» Input data:
##############################
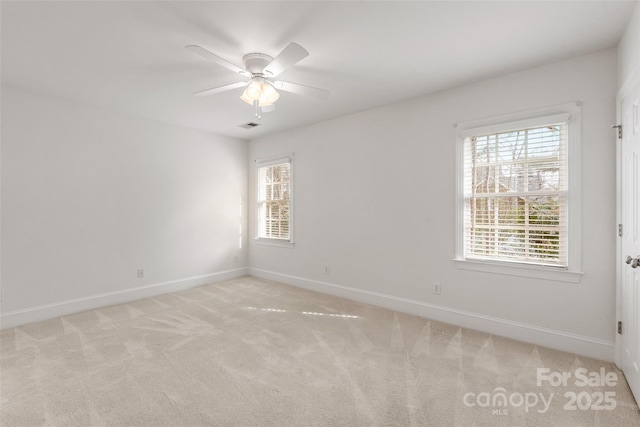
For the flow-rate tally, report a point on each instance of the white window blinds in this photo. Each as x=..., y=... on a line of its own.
x=274, y=200
x=515, y=194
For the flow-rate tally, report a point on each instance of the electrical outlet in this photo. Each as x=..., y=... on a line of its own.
x=437, y=288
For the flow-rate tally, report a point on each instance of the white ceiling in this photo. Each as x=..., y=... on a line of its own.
x=130, y=56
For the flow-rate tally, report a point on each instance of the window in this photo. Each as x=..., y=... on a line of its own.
x=518, y=196
x=274, y=200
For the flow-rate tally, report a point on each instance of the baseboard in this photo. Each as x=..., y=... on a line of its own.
x=559, y=340
x=49, y=311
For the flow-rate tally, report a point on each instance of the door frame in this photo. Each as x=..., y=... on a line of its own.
x=633, y=79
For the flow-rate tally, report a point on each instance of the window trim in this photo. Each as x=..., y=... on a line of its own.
x=573, y=271
x=272, y=241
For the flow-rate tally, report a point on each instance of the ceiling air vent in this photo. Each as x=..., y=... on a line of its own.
x=249, y=125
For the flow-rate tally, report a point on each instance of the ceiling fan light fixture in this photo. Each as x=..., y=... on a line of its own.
x=261, y=91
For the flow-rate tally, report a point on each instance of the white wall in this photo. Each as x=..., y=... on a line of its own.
x=375, y=196
x=89, y=196
x=629, y=48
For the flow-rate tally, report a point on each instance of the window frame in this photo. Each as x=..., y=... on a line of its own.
x=538, y=117
x=274, y=241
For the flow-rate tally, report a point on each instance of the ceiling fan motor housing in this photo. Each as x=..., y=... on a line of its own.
x=256, y=62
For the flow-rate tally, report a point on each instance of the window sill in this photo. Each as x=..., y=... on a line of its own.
x=274, y=242
x=544, y=273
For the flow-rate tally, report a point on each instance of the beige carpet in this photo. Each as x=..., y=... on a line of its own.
x=249, y=352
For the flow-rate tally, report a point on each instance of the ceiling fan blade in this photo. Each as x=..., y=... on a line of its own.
x=310, y=91
x=285, y=59
x=220, y=89
x=204, y=53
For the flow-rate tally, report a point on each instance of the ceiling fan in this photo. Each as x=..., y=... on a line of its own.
x=261, y=69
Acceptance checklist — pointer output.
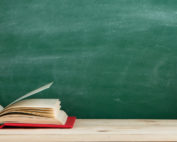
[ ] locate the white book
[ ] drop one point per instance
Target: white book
(39, 111)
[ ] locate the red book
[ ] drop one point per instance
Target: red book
(69, 124)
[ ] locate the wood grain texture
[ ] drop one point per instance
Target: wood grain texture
(119, 53)
(99, 130)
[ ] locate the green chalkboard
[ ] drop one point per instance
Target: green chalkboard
(107, 58)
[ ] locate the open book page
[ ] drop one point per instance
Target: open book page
(30, 94)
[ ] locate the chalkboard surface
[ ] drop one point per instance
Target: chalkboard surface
(107, 58)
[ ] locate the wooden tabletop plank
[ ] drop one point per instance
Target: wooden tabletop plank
(99, 130)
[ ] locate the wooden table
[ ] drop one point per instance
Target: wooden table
(98, 130)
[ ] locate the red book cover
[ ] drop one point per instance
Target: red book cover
(69, 124)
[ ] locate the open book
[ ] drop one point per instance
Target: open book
(34, 111)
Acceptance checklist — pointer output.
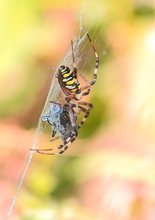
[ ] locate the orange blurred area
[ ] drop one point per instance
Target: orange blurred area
(108, 172)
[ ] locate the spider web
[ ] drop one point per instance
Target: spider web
(55, 94)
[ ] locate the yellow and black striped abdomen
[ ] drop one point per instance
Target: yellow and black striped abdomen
(68, 81)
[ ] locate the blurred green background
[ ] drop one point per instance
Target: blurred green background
(108, 172)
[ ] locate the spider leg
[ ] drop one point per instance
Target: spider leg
(86, 111)
(73, 58)
(96, 64)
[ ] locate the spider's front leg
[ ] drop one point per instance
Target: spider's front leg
(62, 148)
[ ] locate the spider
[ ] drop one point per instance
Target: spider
(64, 123)
(63, 117)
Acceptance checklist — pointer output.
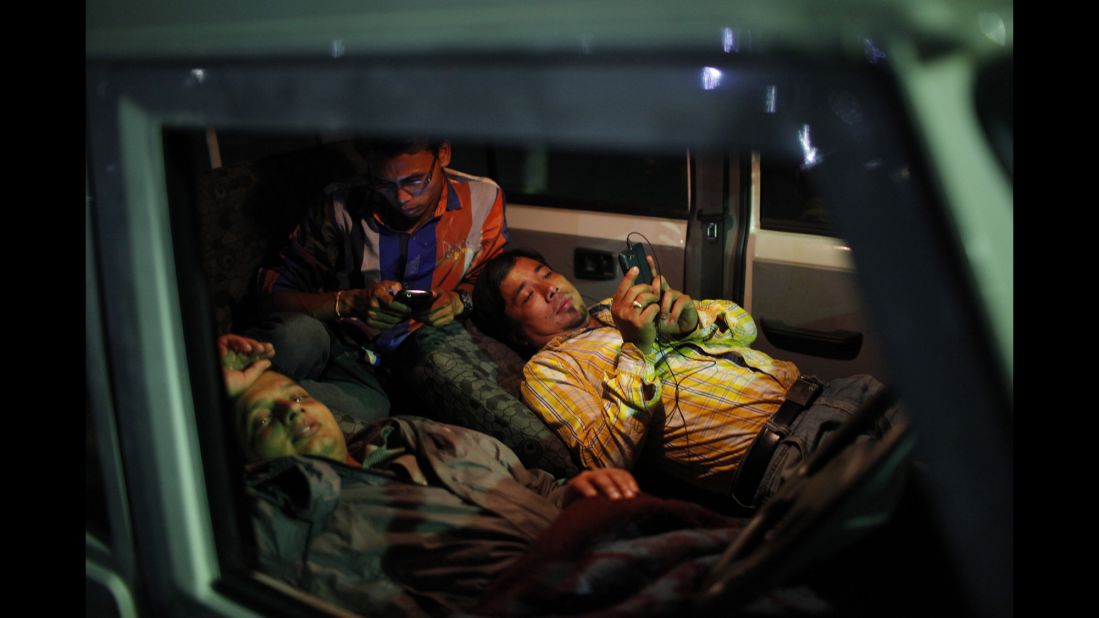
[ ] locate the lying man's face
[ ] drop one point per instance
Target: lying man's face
(542, 302)
(276, 417)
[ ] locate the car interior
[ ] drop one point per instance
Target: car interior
(802, 195)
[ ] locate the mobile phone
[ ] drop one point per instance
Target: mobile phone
(417, 299)
(634, 255)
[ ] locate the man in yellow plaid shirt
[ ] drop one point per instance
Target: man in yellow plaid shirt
(654, 373)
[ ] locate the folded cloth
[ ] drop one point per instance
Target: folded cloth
(642, 556)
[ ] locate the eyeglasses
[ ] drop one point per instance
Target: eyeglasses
(412, 187)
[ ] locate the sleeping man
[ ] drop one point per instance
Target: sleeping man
(654, 373)
(420, 517)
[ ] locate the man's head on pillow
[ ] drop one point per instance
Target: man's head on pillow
(274, 416)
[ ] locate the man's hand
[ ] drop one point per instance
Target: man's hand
(635, 308)
(678, 316)
(242, 361)
(447, 307)
(614, 483)
(375, 305)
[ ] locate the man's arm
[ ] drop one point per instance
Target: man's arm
(243, 360)
(306, 271)
(448, 305)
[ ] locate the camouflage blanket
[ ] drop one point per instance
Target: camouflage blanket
(644, 556)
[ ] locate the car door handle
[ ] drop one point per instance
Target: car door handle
(840, 344)
(594, 264)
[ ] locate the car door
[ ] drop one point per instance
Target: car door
(799, 279)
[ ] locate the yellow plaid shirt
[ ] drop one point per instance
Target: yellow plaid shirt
(695, 404)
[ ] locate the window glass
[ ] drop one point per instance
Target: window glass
(633, 184)
(95, 501)
(789, 201)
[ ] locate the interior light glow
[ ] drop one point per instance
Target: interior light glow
(991, 24)
(711, 78)
(810, 155)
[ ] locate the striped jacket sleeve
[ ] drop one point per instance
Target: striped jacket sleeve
(494, 236)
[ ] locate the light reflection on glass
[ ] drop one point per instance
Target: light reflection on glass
(810, 156)
(711, 78)
(991, 24)
(872, 52)
(728, 41)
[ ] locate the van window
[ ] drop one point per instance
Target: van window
(608, 181)
(789, 201)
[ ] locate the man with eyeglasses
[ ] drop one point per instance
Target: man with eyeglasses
(408, 223)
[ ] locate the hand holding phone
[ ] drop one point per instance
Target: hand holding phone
(418, 300)
(635, 256)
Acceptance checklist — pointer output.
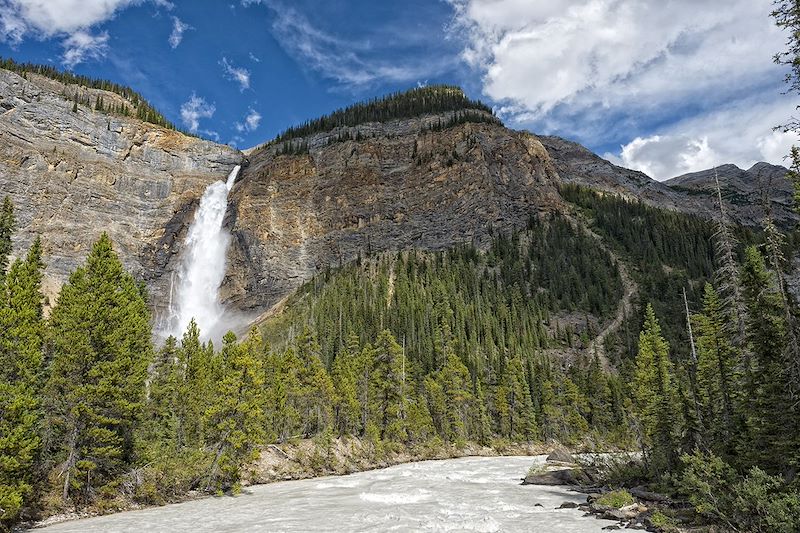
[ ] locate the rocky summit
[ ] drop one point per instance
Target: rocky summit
(426, 182)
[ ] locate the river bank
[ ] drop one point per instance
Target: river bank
(301, 459)
(470, 493)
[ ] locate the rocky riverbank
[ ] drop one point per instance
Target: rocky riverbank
(633, 508)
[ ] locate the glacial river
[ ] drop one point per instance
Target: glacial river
(469, 494)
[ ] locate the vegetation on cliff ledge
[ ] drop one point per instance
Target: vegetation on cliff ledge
(139, 107)
(435, 99)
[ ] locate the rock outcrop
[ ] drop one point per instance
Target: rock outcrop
(73, 175)
(401, 186)
(744, 192)
(408, 183)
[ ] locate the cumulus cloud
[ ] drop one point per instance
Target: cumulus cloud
(178, 29)
(250, 123)
(741, 133)
(238, 74)
(632, 72)
(350, 62)
(82, 45)
(194, 109)
(68, 20)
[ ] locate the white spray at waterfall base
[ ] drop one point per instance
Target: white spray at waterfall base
(203, 265)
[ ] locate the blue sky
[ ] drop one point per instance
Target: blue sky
##############################
» What the task requires:
Will you set down the records word for word while leaving out every picture?

» Solved exercise:
For the flow-rate tally, report a point on each instance of the white window blinds in this photo. Each as x=..., y=... on a line of its own.
x=274, y=200
x=515, y=194
For the flow-rate tally, report a point on each instance of the electrical outlet in this photo. Each as x=..., y=... on a line of its own.
x=437, y=288
For the flow-rate tally, report a point on each instance of the white ceiling in this photo. Each as x=..., y=... on a line of its own.
x=130, y=56
For the flow-rate tally, report a point on each instance of the window in this photo. Each as x=..., y=... on a line of its own.
x=518, y=196
x=274, y=200
For the flow-rate tally, report a point on each instance of the baseboard in this photo. Each as x=..., y=... on a line of its own.
x=559, y=340
x=49, y=311
For the flow-rate tally, report a point on each instance of the door frame in this photo. Each as x=..., y=... on a line of its own.
x=633, y=79
For the flow-rate tally, report a point on each instance of the window trim in this photo. Each as x=..., y=... on a line of its own.
x=573, y=271
x=272, y=241
For the flow-rate tally, report a point on each instance of the ceiling air vent in this photo. Each as x=..., y=... on a line of its own.
x=249, y=125
For the flow-rate tally, report a point on each instance of the ceiling fan light fixture in this photo. Each as x=..., y=... on a line of its own.
x=261, y=91
For the flow-rate tally, report a point on each instance of the white wall in this photo. Each as x=..., y=... on a line of its own.
x=375, y=196
x=89, y=196
x=629, y=48
For the flow-rate tally, report a point on each instance of the window frame in this photo. Each as x=..., y=... on a line of its own.
x=538, y=117
x=274, y=241
For the flow-rate tally, report a point on each instance of the ceiling fan motor housing in this photo. Each as x=..., y=... on a line of its own.
x=256, y=62
For the flow-rate tally, report a point on each instance of the window sill in this photo. Each as x=..., y=... on a line of its own.
x=274, y=242
x=544, y=273
For the flow-rate tally, report a point on each instance of the beige carpet in this photo. Each as x=..., y=... on a line of its own.
x=249, y=352
For the flow-rate tally, report a point on each instance of the ceiling fan blade in this photo. Each as x=..., y=... on a line of its own.
x=310, y=91
x=285, y=59
x=220, y=89
x=204, y=53
For the flow-rate tally, report a point on each instance of the ceiling fan in this photo. Each as x=..., y=... on a line of its own.
x=261, y=69
Acceptance checklist — pointer output.
[ ] locate the white book
[ ] drop one point per instance
Target: white book
(39, 111)
[ ] locate the red book
[ ] drop one point per instance
Target: red book
(69, 124)
[ ] locate the wood grain texture
[ ] drop one point per instance
Target: wood grain texture
(119, 53)
(99, 130)
[ ] locate the green chalkboard
[ ] drop one point per instance
Target: green chalkboard
(107, 58)
[ ] locate the open book page
[ ] drop one point per instance
Target: open book page
(30, 94)
[ ] locate the chalkboard surface
[ ] drop one point per instance
Target: chalkboard surface
(107, 58)
[ ] locate the wooden tabletop plank
[ ] drop one point per instance
Target: wooden tabletop plank
(99, 130)
[ ] locate the wooden table
[ ] drop one point per instance
Target: wooden table
(98, 130)
[ ] locate the red book cover
[ ] drop one point per instance
Target: red book cover
(69, 124)
[ ] locate the open book
[ ] drop one point per instance
Target: open book
(34, 111)
Acceptance checklist — pointer output.
[ ] locate the orange blurred area
[ ] drop one point per instance
Target: orange blurred area
(108, 172)
[ ] locate the spider web
[ ] drop one point per instance
Target: spider web
(55, 94)
[ ] locate the yellow and black striped abdomen
[ ] drop one point per instance
Target: yellow and black striped abdomen
(68, 81)
[ ] locate the blurred green background
[ ] drop one point per instance
Target: blurred green background
(108, 172)
[ ] locate the spider leg
[ ] drop one point per instance
Target: spider leg
(86, 111)
(73, 58)
(96, 64)
[ ] locate the spider's front leg
[ ] drop one point per instance
Target: spider's front leg
(62, 148)
[ ] locate the spider
[ ] drop one point per instance
Target: spider
(64, 123)
(63, 117)
Acceptance checklist — pointer output.
[ ] locate the lying man's face
[ ] drop one point per instance
Target: lying man's face
(542, 302)
(276, 417)
[ ] locate the car interior
[ ] drop one point per instance
Target: car interior
(802, 195)
[ ] locate the mobile phone
[ ] drop one point per instance
Target: mobile phone
(417, 299)
(634, 255)
[ ] locate the man in yellow plaid shirt
[ ] drop one point per instance
Target: man in yellow plaid shirt
(654, 373)
[ ] locate the folded cloth
[ ] drop one point per instance
Target: folded cloth
(642, 556)
[ ] locate the eyeglasses
[ ] drop one point per instance
Target: eyeglasses
(412, 187)
[ ] locate the sleeping man
[ ] drop one point per instance
Target: sleeping man
(654, 373)
(420, 517)
[ ] locate the man's head on pillow
[ ] drop one point per instance
Target: man's head on pillow
(274, 416)
[ ] locate the man's hand
[ ] drop one point per instance
Target: man's hand
(635, 308)
(678, 316)
(242, 361)
(447, 307)
(614, 483)
(375, 305)
[ ] locate the man's arm
[ ] drop one point per instance
Target: man's arm
(243, 360)
(306, 271)
(448, 305)
[ ] locate the camouflage blanket
[ ] drop one point per instance
Target: camouflage blanket
(644, 556)
[ ] locate the car door handle
[ ] drop one point per instance
Target: car door handle
(840, 344)
(594, 264)
[ ] locate the car door
[ ] drop one point per instance
Target: car door
(799, 279)
[ ] locate the yellow plaid shirt
[ ] drop one point per instance
Target: yellow plaid shirt
(695, 404)
[ ] locate the window glass
[ ] drop one point per instance
Target: window glass
(633, 184)
(95, 501)
(789, 201)
[ ] locate the interior light glow
[ ] drop one point per instance
Target: interior light glow
(991, 24)
(711, 78)
(810, 155)
[ ] locate the striped jacket sleeve
[ ] drop one point per instance
Target: striped jacket sleeve
(494, 236)
[ ] locate the light reflection on glass
[ ] drop one point per instance
Target: light reflection on glass
(810, 156)
(711, 78)
(991, 24)
(872, 52)
(728, 41)
[ ] locate the van window
[ ] drop one point per instance
Target: van window
(608, 181)
(789, 201)
[ ] locate the man with eyeglasses
[ ] drop one point per instance
Target: man with eyeglasses
(408, 223)
[ ] locate the hand holding phone
[ ] drop one point per instance
Target: hand holding phone
(418, 300)
(635, 256)
Acceptance checklist — pointer output.
[ ] locate the rocky summit
[ ] drop one point per instance
Target: rocky summit
(426, 182)
[ ] locate the river bank
[ ] drop one point per instance
Target: river bank
(301, 459)
(470, 493)
[ ] locate the rocky riverbank
[ ] drop one point per instance
Target: rocky riverbank
(633, 508)
[ ] locate the glacial river
[ ] drop one point per instance
Target: glacial river
(469, 494)
[ ] locate the vegetation on cliff ledge
[ ] drop one point per instance
Target: vegetation on cliff ledge
(139, 107)
(435, 99)
[ ] locate the rock outcrop
[ ] drop one point per instance
Target: rock outcrop
(73, 175)
(401, 186)
(744, 192)
(408, 183)
[ ] locate the cumulus cloud
[ ] drop one point per instance
Target: cumulus cloud
(178, 29)
(250, 123)
(741, 133)
(238, 74)
(632, 72)
(350, 62)
(82, 45)
(194, 109)
(68, 20)
[ ] locate the white spray at waterfall base
[ ] drop one point per instance
Target: white spray at waterfall base
(203, 265)
[ ] locate the blue sky
[ ] drop one point per instance
Target: blue sky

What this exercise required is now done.